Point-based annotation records

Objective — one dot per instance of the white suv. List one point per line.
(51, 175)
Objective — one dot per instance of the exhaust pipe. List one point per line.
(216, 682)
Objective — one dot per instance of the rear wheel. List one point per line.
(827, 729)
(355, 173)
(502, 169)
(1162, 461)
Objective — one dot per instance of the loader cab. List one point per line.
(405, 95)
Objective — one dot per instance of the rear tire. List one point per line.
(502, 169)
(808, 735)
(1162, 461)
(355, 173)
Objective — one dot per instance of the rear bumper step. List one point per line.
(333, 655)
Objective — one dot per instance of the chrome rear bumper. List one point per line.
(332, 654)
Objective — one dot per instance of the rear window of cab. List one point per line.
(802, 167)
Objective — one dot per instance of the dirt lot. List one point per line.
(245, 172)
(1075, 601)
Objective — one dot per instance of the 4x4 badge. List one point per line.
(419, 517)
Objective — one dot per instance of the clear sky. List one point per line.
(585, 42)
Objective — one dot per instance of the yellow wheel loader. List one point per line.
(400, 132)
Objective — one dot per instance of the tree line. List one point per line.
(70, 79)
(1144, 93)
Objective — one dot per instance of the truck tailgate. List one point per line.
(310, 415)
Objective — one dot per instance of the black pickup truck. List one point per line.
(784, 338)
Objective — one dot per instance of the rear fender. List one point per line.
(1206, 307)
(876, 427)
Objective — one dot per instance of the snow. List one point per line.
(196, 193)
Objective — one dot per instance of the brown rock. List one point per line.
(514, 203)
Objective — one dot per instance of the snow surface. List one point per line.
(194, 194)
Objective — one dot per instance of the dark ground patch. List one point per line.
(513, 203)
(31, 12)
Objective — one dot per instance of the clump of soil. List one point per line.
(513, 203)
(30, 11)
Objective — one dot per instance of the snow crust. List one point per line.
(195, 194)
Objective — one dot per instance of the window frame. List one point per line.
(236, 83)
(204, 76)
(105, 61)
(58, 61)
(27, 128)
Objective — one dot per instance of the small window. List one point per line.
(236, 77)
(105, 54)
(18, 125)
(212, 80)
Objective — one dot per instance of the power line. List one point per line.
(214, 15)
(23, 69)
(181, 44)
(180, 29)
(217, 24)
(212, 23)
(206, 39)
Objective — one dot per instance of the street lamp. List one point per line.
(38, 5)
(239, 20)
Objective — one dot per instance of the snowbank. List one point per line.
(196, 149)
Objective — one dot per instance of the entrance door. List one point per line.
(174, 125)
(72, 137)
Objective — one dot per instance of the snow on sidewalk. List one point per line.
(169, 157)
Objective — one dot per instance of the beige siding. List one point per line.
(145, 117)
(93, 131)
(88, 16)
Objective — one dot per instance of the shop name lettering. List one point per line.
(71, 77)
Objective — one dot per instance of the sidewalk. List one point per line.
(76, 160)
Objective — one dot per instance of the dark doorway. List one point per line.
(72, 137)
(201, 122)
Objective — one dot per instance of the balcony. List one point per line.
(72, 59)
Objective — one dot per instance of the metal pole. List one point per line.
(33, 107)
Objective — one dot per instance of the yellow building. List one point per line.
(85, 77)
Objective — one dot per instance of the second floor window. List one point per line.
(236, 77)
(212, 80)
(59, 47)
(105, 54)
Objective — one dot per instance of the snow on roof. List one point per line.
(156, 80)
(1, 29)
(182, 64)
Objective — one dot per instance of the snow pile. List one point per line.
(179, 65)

_GIVEN REQUEST_
Rewrite the records from the line with "Objective — one dot per instance of the snow on roof." through the end of the records, replacing "snow" with "ice" and keeping everything else the same.

_WRITTEN RESPONSE_
Objective — one dot per instance of the ice on roof. List one point per line.
(156, 80)
(1, 29)
(182, 64)
Objective — one dot per instance of the ice pile. List one point per line.
(179, 65)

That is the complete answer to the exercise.